Die Bestimmungen im ORF-Gesetz zur Unvereinbarkeit mancher Funktionen mit einer Tätigkeit als ORF-Stiftungsrat dienen der verfassungsgesetzlich vorgesehenen Unabhängigkeit des Rundfunks. "Die konkrete Abgrenzung ist schwer anhand bestimmter Funktionen zu treffen. Manche Leute haben großen politischen Einfluss, obwohl sie keine politische Funktion ausüben", sagt Lehofer.

"Nicht das größte Problem des Stiftungsrats"

Inwieweit Stolbas Tätigkeit im EU-Parlament administrativer und nicht politischer Natur sei – wie sie selbst erklärte –, könne er nicht beurteilen. Aber auch in Österreich ist es grundsätzlich möglich, dass Parlamentsmitarbeiter für den Stiftungsrat infrage kommen. "Wenn jemand zum Beispiel im Legislativdienst des Parlaments tätig ist, dürfte er ORF-Stiftungsratmitglied werden."

Genügt Bestellvorgang Unabhängigkeitsansprüchen?

....................

- _Erklärtes Ziel A_
Schreibe aus den Datensätzen die Zeilen von der Zeile mit „find woman's eye |“ bis zur Zeile mit „Query: earring“ unverändert ab, beide Zeilen eingeschlossen.

....................

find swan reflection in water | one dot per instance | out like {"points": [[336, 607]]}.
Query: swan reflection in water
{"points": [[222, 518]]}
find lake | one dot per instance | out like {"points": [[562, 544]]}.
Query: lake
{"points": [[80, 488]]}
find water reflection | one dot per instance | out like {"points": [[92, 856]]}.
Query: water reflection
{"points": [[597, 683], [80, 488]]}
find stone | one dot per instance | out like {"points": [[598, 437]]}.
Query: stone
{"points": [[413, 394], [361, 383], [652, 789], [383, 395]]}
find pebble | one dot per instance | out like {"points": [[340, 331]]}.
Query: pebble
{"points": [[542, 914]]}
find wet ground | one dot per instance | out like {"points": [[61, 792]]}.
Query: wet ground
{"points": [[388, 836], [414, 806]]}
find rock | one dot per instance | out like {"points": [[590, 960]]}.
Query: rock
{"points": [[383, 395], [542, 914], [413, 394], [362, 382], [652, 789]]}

....................

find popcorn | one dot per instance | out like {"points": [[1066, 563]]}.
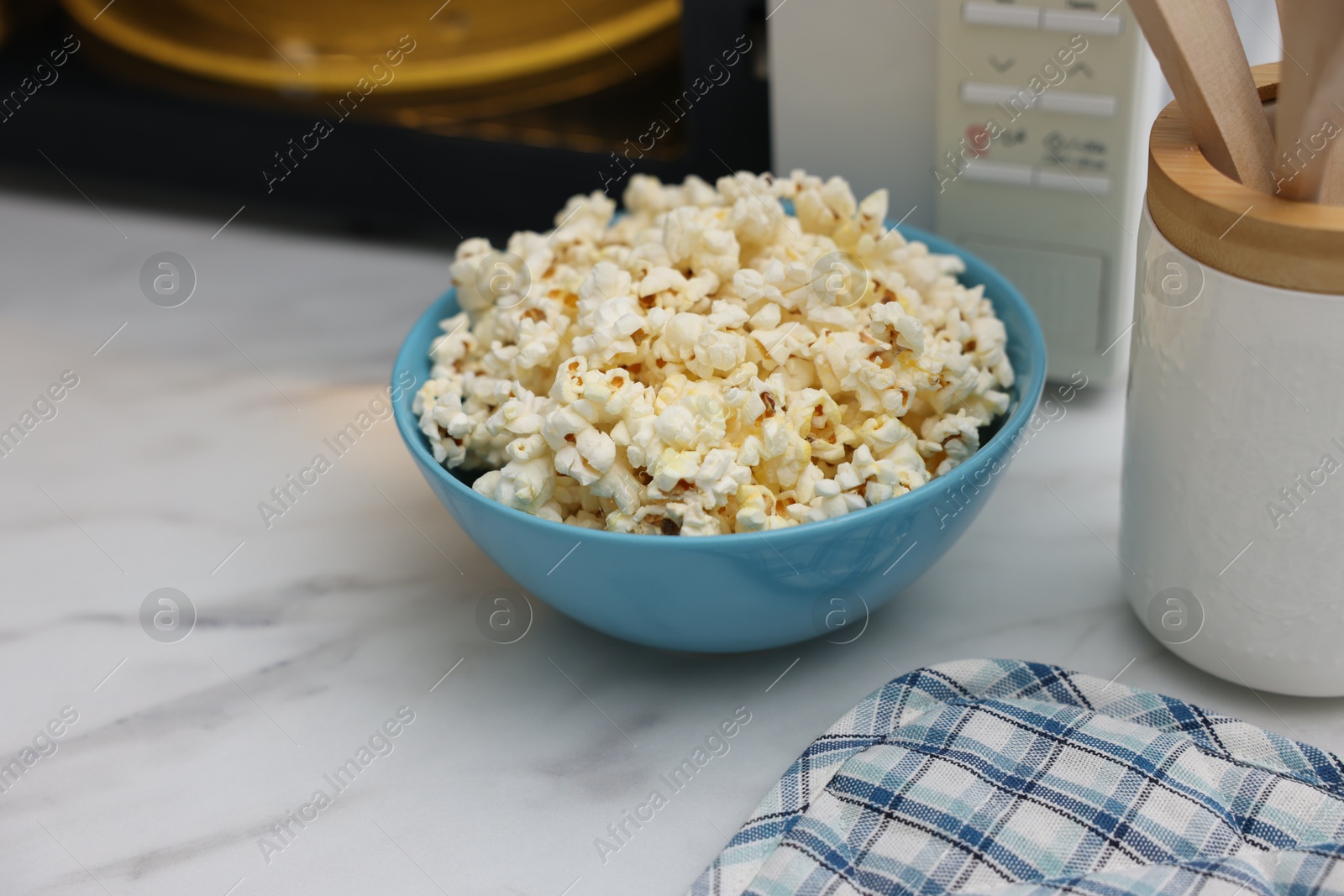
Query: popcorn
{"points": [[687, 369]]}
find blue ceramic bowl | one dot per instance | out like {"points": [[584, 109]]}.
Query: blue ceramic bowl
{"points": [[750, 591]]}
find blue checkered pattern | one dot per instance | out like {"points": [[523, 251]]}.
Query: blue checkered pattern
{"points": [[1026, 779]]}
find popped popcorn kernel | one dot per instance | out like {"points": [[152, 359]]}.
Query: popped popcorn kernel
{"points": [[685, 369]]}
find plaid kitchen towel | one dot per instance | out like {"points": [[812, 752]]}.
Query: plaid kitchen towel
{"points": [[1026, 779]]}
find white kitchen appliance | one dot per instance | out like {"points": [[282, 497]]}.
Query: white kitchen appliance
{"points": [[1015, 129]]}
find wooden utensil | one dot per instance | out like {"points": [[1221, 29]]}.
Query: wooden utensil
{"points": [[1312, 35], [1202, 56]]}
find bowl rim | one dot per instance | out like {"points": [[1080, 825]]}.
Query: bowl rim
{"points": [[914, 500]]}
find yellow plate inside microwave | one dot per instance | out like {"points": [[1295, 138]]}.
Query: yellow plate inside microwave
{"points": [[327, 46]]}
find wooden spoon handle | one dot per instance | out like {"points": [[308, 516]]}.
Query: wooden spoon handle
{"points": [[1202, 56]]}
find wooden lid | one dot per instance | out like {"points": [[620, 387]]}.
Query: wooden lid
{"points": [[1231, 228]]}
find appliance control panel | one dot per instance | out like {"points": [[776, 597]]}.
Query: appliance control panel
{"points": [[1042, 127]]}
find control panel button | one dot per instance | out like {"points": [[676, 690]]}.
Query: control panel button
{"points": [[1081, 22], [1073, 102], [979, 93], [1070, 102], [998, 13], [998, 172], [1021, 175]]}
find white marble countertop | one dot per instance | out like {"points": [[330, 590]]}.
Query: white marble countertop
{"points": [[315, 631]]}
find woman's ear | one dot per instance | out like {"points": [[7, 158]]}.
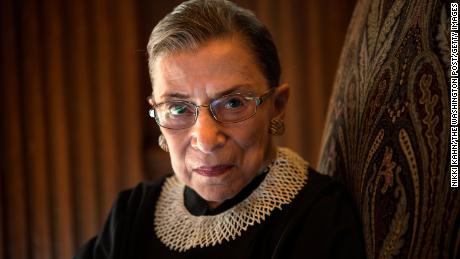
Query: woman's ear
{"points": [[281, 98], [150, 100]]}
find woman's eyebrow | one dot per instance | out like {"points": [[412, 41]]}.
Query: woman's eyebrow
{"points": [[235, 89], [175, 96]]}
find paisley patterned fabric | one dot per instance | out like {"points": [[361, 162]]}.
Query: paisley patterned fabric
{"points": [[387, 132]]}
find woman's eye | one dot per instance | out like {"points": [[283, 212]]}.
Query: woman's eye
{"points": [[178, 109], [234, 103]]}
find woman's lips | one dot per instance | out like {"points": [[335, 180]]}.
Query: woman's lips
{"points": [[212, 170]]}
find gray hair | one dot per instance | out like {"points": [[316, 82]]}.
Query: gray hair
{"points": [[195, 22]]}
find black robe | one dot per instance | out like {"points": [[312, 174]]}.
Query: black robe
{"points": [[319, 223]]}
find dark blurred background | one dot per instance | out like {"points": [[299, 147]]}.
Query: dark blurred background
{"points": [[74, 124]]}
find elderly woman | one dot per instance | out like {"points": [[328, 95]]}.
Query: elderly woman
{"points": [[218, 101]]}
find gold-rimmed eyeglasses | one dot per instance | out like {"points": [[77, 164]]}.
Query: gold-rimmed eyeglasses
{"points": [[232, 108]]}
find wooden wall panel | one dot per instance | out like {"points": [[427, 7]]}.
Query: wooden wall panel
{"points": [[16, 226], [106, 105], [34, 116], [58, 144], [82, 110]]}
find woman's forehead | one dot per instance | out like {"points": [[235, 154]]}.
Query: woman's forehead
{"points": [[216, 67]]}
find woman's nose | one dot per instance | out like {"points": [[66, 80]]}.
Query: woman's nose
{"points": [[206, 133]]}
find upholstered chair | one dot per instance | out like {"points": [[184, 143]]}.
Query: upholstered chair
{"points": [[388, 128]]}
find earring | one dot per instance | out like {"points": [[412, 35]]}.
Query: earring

....................

- _Erklärtes Ziel B_
Führe den Text über den ORF-Stiftungsrat im Anschluss an seine letzte Zeile weiter.

- _Antwort A_
find woman's eye | one dot per instance | out like {"points": [[283, 212]]}.
Query: woman's eye
{"points": [[178, 109], [234, 103]]}
find woman's lips | one dot per instance | out like {"points": [[335, 180]]}.
Query: woman's lips
{"points": [[212, 170]]}
find gray hair | one dot per instance | out like {"points": [[316, 82]]}.
Query: gray hair
{"points": [[195, 22]]}
find black robe | one dot per instance | out like {"points": [[312, 174]]}.
Query: black robe
{"points": [[319, 223]]}
find dark blurred background | one dot per instance | out like {"points": [[299, 147]]}.
Query: dark blurred background
{"points": [[74, 124]]}
find elderly woman | one dot per instance | out like {"points": [[328, 95]]}.
Query: elderly woman
{"points": [[218, 101]]}
find gold-rimmed eyeglasses | one dot per instance | out like {"points": [[77, 164]]}.
Query: gold-rimmed eyeglasses
{"points": [[232, 108]]}
find wooden wall panel | one dot per instance | out like {"points": [[427, 7]]}.
Query: wooden wall panel
{"points": [[16, 226], [106, 105], [34, 116], [58, 144], [82, 110]]}
find woman's forehead | one dot per instance | out like {"points": [[235, 154]]}.
Query: woman's forehead
{"points": [[216, 67]]}
find woman's nose | one dot per instance | out like {"points": [[66, 80]]}.
Query: woman's nose
{"points": [[206, 133]]}
find upholstered chair | one dot per instance | out like {"points": [[184, 143]]}.
Query: upholstered chair
{"points": [[388, 128]]}
find earring | one dot per instance | out like {"points": [[412, 35]]}.
Query: earring

- _Antwort B_
Die Lücke in Hinblick auf EU-Kabinettsmitglieder könne nicht durch Interpretation auf Basis des geltenden Gesetzes geschlossen werden. "Man müsste rechtspolitisch überlegen, ob man EU-Kabinette gleichstellt. Ich halte das aber nicht für das größte Problem des Stiftungsrats. Die Frage ist, ob die Bestellungsform des Stiftungs- und Publikumsrats den Unabhängigkeitsansprüchen genügt", so Lehofer. Denn die Nähe mancher Mitglieder des ORF-Stiftungsrats zu politischen Parteien sei evident. Dennoch liege formal kein Ausschlussgrund vor.

Wie ließe sich der Bestellmechanismus adaptieren, um der Unabhängigkeit des ORF gerecht zu werden? "Eine einfache Lösung gibt es sicher nicht. Man hat in Österreich probiert, durch Aufzählung von Funktionen, den Ausschluss zu schaffen und die Unabhängigkeit abzusichern. Ich halte das für unzureichend", sagte der Rundfunkexperte.

Kanzler oder Medienministerin entscheiden

Europaweit werden von öffentlich-rechtlichen Rundfunkunternehmen häufig Vorschläge von repräsentativen Einrichtungen der Zivilgesellschaft eingeholt. Dabei komme stets die Frage auf, wer die Einrichtungen sind und wer diese auswählt. "Hier wäre eine denkbare Variante, dass nicht nur die Ministerin einer Partei aus den Vorschlägen auswählt, sondern auch Personen aus Gremien, wo etwa mit Zweidrittelmehrheiten operiert wird", meinte Lehofer.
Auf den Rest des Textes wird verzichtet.